What you will do >>
a – Output the stretch of the MAC Biba excerpt from "Interfaces and MAC" through "transmit should help.".
b – Translate this sentence from the MAC Biba excerpt into Spanish: "The first part of the label handles the allowed labels for receiving traffic, while the range tells the interface what traffic can be transmitted."
c – In the MAC Biba excerpt, which class is assigned to MacUser2?

Interfaces and MAC BIBA
While we allowed intrefaces to work, we have to understand that doesn’t mean that everybody can use them.
> ifconfig dc0 dc0: flags=8843<up,broadcast,running,simplex,multicast> mtu 1500 options=8 inet 192.168.1.180 netmask 0xffffff00 broadcast 192.168.1.255 ether 00:04:5a:6f:1d:0c maclabel biba/high(high-high) media: Ethernet autoselect (100baseTX ) status: active
We see that the default label, like everything else is biba/high, but the behaviour that we see is a bit different. The first part of the label handles the allowed labels for receiving traffic, while the range tells the interface what traffic can be transmitted.
> ping 192.168.1.1 PING 192.168.1.1 (192.168.1.1): 56 data bytes ping: sendto: Permission denied ....
As we can see, we can’t do either from the MacUser. Changing the transmit should help.
# ifconfig dc0 maclabel "biba/high(low-high)" > ping 192.168.1.1 PING 192.168.1.1 (192.168.1.1): 56 data bytes
Well, we can transmit, but we can’t see anything coming back of course. We now need to change the transmit permissions, but since the default user label is biba/high, we will just set it to equal.
# ifconfig dc0 maclabel "biba/equal(low-high)"
Now we have the ability to ping transmit, and receive the incoming replies.
More Advanced Policy Integrity Levels
Now that we have the basics down, it’s time for us to start looking at setting integrity levels by hand, and using numerical values.
Let’s first take a look at the numerical labels.
Instead of using special labels that say, greater/less than all, we are going to set our own grades of integrity, and a set of compartments that a class can access. Let’s break that last label down into descriptions.
Let’s change our labels a bit, and make a second one of top of that. I’m going to assign the class “testing” with MacUser, and “testing2” with MacUser2.
testing: :label=biba/5:2+3(5:2+3+4-15:2+3+4+5): testing2: :label=biba/6:2+3(6:2+3-20:2+3+4):
Now, let’s observe how things work out.
Could not chdir to home directory /home/MacUser: Permission denied > getpmac getpmac: Command not found. > /usr/sbin/getpmac biba/5(low-high) > /usr/sbin/getfmac /home/MacUser /home/MacUser: biba/low /usr/sbin/setpmac biba/low /usr/sbin/setfmac biba/5 MacUser> ls -lZ total 10 drwxr-xr-x 4 MacUser MacUser biba/5 512 Jul 31 14:15 MacUser drwxr-xr-x 2 MacUser2 MacUser biba/high 512 Jul 6 14:49 MacUser2
First we see that we couldn’t even get into our own directory, and due to that, we lost our ability to read our .cshrc, which holds our path. So, we then get the label of our user and the directory by using the full path of getpmac, and getfmac. Now that we know what the integrity level is, we change the label of our home directory to match our new label, without the containers.
2> setpmac biba/5 setfmac biba/6 MacUser2/
If we logout and log back in we’ll be able to see the effects of our changes.

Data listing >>
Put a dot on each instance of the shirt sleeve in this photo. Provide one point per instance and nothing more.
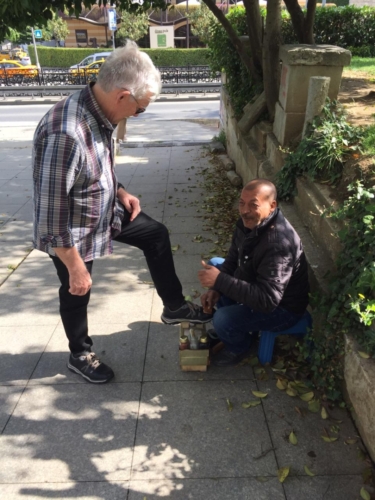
(57, 163)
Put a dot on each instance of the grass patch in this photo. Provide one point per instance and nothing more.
(363, 65)
(368, 142)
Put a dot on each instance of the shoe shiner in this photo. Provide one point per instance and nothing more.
(262, 284)
(80, 207)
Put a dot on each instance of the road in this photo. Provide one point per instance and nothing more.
(29, 115)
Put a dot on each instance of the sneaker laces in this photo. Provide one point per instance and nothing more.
(93, 360)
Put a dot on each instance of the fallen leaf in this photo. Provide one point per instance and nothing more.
(314, 406)
(293, 438)
(329, 439)
(283, 473)
(367, 475)
(251, 404)
(308, 396)
(365, 356)
(335, 429)
(365, 494)
(308, 471)
(258, 394)
(281, 384)
(263, 479)
(291, 392)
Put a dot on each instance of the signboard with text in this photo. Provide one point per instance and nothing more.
(161, 37)
(112, 19)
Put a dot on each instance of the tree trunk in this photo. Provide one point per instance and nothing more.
(302, 26)
(309, 22)
(254, 26)
(271, 61)
(245, 58)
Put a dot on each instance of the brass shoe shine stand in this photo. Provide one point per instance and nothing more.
(194, 347)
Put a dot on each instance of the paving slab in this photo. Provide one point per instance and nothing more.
(322, 458)
(20, 350)
(324, 487)
(121, 346)
(74, 435)
(9, 397)
(162, 360)
(28, 308)
(113, 490)
(208, 489)
(186, 431)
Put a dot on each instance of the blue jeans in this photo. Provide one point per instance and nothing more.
(234, 323)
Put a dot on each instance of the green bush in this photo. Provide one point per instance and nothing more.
(54, 57)
(224, 57)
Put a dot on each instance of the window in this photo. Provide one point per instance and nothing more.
(81, 36)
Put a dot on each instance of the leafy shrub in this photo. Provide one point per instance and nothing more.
(322, 152)
(224, 57)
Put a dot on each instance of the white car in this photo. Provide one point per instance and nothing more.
(25, 61)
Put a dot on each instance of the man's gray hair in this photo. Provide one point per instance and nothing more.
(129, 68)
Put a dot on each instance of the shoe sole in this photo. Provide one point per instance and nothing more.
(168, 321)
(75, 370)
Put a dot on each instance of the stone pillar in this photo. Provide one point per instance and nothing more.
(316, 98)
(299, 64)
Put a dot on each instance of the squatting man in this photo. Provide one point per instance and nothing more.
(262, 284)
(80, 207)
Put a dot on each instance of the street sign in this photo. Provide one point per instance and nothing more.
(112, 21)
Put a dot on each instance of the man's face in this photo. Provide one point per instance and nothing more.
(255, 206)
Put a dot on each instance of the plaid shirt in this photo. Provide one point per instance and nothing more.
(75, 185)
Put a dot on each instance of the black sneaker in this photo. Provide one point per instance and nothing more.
(188, 312)
(90, 368)
(228, 358)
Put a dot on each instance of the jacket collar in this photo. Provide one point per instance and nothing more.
(252, 233)
(94, 108)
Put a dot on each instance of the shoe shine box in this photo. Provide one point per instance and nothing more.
(195, 358)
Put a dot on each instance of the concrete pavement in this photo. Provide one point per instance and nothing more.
(155, 431)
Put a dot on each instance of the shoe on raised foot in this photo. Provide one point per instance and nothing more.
(228, 358)
(188, 312)
(91, 368)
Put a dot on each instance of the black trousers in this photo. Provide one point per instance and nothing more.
(153, 239)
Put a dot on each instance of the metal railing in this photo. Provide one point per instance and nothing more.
(64, 76)
(33, 91)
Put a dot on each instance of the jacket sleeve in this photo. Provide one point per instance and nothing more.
(231, 260)
(57, 163)
(273, 274)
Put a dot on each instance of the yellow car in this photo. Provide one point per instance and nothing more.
(9, 69)
(86, 74)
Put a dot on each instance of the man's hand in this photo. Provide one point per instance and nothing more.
(208, 275)
(130, 202)
(209, 299)
(79, 281)
(79, 278)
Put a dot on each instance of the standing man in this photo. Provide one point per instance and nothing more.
(262, 284)
(79, 207)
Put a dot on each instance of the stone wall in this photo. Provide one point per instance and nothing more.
(259, 154)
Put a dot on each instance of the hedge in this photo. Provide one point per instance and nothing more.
(57, 57)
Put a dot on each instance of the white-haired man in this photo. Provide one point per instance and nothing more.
(79, 207)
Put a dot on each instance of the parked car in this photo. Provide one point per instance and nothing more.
(86, 74)
(91, 59)
(13, 70)
(25, 61)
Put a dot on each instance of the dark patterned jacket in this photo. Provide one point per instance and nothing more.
(266, 267)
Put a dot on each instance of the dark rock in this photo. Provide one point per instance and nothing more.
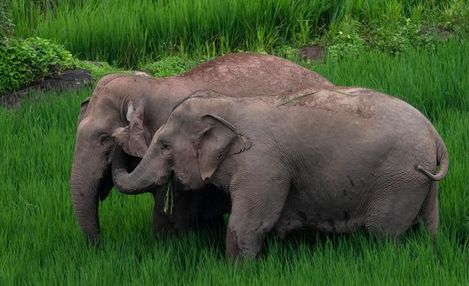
(67, 80)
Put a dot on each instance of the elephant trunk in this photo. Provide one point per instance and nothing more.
(142, 179)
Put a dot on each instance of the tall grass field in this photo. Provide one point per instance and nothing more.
(41, 244)
(127, 32)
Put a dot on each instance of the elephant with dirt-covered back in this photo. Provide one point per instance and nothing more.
(135, 107)
(333, 160)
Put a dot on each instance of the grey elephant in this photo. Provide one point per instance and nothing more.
(135, 107)
(334, 160)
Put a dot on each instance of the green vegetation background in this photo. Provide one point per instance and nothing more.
(40, 243)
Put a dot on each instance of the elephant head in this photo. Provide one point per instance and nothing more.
(190, 146)
(129, 110)
(110, 108)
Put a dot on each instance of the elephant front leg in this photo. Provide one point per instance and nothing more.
(256, 207)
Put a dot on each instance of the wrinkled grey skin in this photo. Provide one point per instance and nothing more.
(135, 107)
(333, 160)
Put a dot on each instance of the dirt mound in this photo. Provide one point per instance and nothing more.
(67, 80)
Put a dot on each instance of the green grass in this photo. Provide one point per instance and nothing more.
(129, 32)
(42, 245)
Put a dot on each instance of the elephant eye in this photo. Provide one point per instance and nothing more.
(105, 139)
(165, 146)
(165, 149)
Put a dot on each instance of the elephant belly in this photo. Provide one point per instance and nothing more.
(292, 220)
(332, 212)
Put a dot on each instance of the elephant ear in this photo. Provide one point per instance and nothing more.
(83, 108)
(132, 137)
(217, 142)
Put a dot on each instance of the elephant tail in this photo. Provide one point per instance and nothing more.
(442, 161)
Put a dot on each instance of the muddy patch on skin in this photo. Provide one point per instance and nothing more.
(65, 81)
(352, 100)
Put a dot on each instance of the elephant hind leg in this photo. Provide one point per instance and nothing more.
(429, 211)
(395, 209)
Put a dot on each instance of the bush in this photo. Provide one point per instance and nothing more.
(6, 24)
(24, 62)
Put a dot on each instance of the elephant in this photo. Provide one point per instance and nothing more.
(330, 159)
(137, 107)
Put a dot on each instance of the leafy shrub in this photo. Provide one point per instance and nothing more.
(23, 62)
(6, 24)
(345, 40)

Task-by-task solutions >>
a –
Interfaces and MAC BIBA
While we allowed intrefaces to work, we have to understand that doesn’t mean that everybody can use them.
> ifconfig dc0 dc0: flags=8843<up,broadcast,running,simplex,multicast> mtu 1500 options=8 inet 192.168.1.180 netmask 0xffffff00 broadcast 192.168.1.255 ether 00:04:5a:6f:1d:0c maclabel biba/high(high-high) media: Ethernet autoselect (100baseTX ) status: active
We see that the default label, like everything else is biba/high, but the behaviour that we see is a bit different. The first part of the label handles the allowed labels for receiving traffic, while the range tells the interface what traffic can be transmitted.
> ping 192.168.1.1 PING 192.168.1.1 (192.168.1.1): 56 data bytes ping: sendto: Permission denied ....
As we can see, we can’t do either from the MacUser. Changing the transmit should help.

b – La primera parte de la etiqueta gestiona las etiquetas permitidas para recibir tráfico, mientras que el rango indica a la interfaz qué tráfico se puede transmitir.

c – The class "testing2".